PROBLEMAS Y TAREAS:
1. Enumera los derechos fundamentales que el fragmento sobre la carta de Jefferson menciona entre paréntesis.
2. Indica si cada afirmación coincide con el fragmento sobre la carta de Jefferson y respalda cada respuesta con las palabras exactas que lo deciden: (a) la carta se dirigió a John Cartwrigt el 05-06-1824; (b) según la carta, el Gobierno federal tiene poder sobre el Estado estatal; (c) la obra The English Constitution defendía el voto secreto.
3. Retoma el fragmento sobre la carta de Jefferson y continúalo a partir de su última oración.

Para introducirse en el análisis de este tema, tan candente hoy, no hay nada mejor que retraerse en el tiempo, casi dos siglos atrás, y releer la carta que Thomas Jefferson dirigió el 05-06-1824 a John Cartwrigt (oficial de la Royal Navy que renunció a su estatus para apoyar la causa de los colonos en su lucha por la independencia) donde tras agradecerle haberle remitido un ejemplar de su obra The English Constitution (en que abogaba por su reforma incorporando los derechos al sufragio universal y al voto secreto ) reflexionaba sobre las diferencias constitucionales existentes entre ambos sistemas desde su propio origen y concepción del poder, considerando que la Declaración de Derechos 1689 constituía sólo una mera concesión parlamentaria impuesta a la Corona mientras que la Declaración de Independencia US 1776 evidenciaba una nueva vía de legitimidad emanada de la voluntad popular, del consentimiento de los propios gobernados y no de ningún otro órgano; proclamando principios extraídos de la naturaleza humana, aplicables a todos, instaurando derechos fundamentales con carácter inalienable e inviolable (igualdad entre los hombres, derecho a la vida, libertad, búsqueda de la felicidad, etc..), sin posibilidad de discusión ni necesidad de reconocimiento formal para su existencia (noción universal de los derechos del hombre) que posteriormente se desarrollaron en la Constitución US (1787) y en las primeras diez Enmiendas (1791).

Luego ilustraba en qué consistía el sistema federal US de reparto de funciones estableciéndose un sistema coordinado en el que al Estado estatal le correspondía la legislación y la administración de los asuntos domésticos concernientes a sus propios ciudadanos, reservando al Gobierno federal las relaciones externas aunque «ninguno tiene poder sobre el otro porque ambos son partes del mismo sistema»; concluyendo que tanto las constituciones como los gobiernos con el paso del tiempo no debían convertirse en instituciones estratificadas e inmodificables al igual que las leyes o las relaciones existentes porque «nada es inmodificable, excepto los inherentes e inalienables derechos del hombre».

DATOS PROPORCIONADOS:
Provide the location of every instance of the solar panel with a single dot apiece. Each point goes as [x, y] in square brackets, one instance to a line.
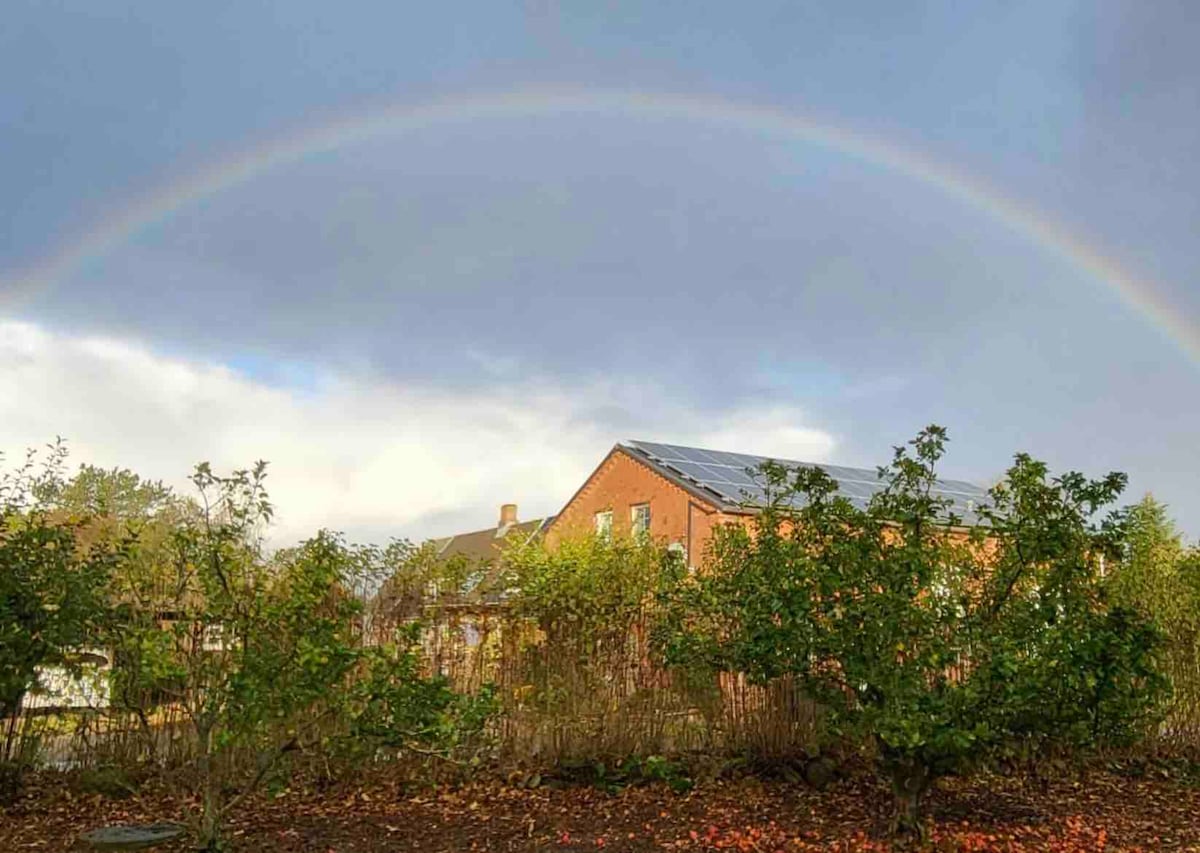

RESPUESTAS ESCRITAS:
1. Igualdad entre los hombres, derecho a la vida, libertad y búsqueda de la felicidad.

2.
(a) Sí: «dirigió el 05-06-1824 a John Cartwrigt».
(b) No: «ninguno tiene poder sobre el otro porque ambos son partes del mismo sistema».
(c) Sí: «incorporando los derechos al sufragio universal y al voto secreto».

3.
La persona que escribía esto había sido el principal redactor de la Declaración de la Independencia (ponente del borrador), Gobernador de Virginia, embajador de su país ante la Francia convulsa y pre-revolucionaria, Secretario de Estado con el Presidente Washington, Vicepresidente con el Presidente John Adams y Presidente durante dos mandatos consecutivos (1801-09). La figura más sobresaliente en su época y más allá porque el influjo de sus acciones e ideas (republicanismo democrático, devoto de John Locke) fueron asumidas por la Declaración de Derechos del Hombre y del Ciudadano (1789) (contagiado además por el espíritu del contrato social de Jean Jacques Rousseau). A él se debe pues la plasmación, en un documento político único, del catálogo de derechos fundamentales que el Estado debía reconocer y garantizar que no se encuentra en parte alguna antes de la Revolución americana que fue la que «despertó a la nación francesa del sueño despótico donde se hallaba sumida», según manifestó él mismo en su autobiografía.

Estos antecedentes históricos vienen a colación a propósito de la reciente sentencia dictada por el Tribunal Supremo US (24-06-2022) en la que, por una holgada mayoría de 6 a 3, se resuelve el caso Dobbs vs. Jackson Women´s Health Organisation revocando y anulando la doctrina generada por las sentencias Roe vs. Wade (1973) y Planned Parenthood vs. Casey (1992) que reconocían el derecho al aborto apreciándolo dentro del concepto de «libertad», protegida por la cláusula del proceso debido de la 14ª Enmienda; considerando ajustada a derecho la legislación del Estado de Mississippi que mantenía su prohibición una vez transcurridas quince semanas de embarazo, sosteniendo que la Constitución US no confiere el derecho al aborto debiendo ser el pueblo y a sus representantes electos (cuerpos legislativos) quienes lo regulen.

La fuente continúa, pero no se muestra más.